Recorded data -

---------------

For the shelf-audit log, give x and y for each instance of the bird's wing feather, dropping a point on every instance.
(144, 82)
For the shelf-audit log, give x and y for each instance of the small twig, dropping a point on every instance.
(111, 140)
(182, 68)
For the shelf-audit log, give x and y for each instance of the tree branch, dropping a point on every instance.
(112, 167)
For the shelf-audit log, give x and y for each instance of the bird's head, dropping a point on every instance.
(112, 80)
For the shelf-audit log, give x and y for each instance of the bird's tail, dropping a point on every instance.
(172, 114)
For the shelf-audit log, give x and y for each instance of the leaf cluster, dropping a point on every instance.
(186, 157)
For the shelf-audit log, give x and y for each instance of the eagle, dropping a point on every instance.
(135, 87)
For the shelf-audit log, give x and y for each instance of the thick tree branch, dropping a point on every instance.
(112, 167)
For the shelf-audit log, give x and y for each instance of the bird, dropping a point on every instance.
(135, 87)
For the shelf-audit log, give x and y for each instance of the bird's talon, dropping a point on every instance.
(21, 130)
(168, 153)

---------------

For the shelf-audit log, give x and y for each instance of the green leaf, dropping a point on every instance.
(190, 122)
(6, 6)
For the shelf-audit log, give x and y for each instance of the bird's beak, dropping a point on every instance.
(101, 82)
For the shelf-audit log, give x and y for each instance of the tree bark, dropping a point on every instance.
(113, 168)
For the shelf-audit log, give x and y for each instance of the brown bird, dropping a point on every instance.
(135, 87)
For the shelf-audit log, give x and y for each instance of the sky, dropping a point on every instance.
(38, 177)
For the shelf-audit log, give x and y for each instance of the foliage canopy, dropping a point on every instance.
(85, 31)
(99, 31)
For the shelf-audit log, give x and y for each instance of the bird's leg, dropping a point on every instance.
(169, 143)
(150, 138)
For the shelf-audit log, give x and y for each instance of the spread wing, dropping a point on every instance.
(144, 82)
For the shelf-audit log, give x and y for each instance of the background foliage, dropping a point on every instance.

---------------

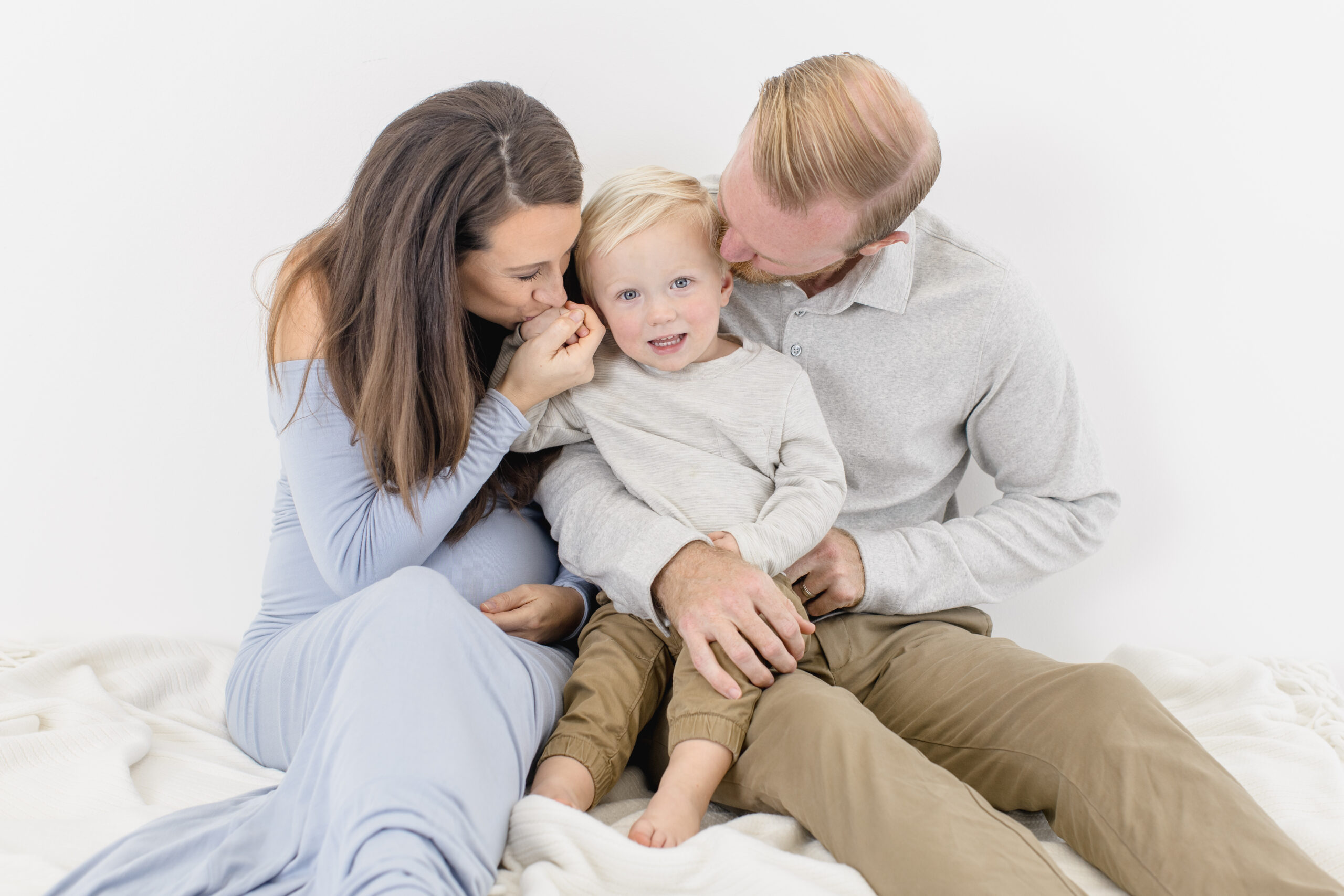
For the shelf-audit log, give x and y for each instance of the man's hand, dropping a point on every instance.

---------------

Report every line in the records above that contains the string "wing", copying each one unchanged.

Answer in full -
For the shelf-audit log, give x and y for each instance of the bird's wing feather, dropping a point on every instance.
For the shelf-audit log, give x and y for each instance of the spread wing, dropping a point on every instance.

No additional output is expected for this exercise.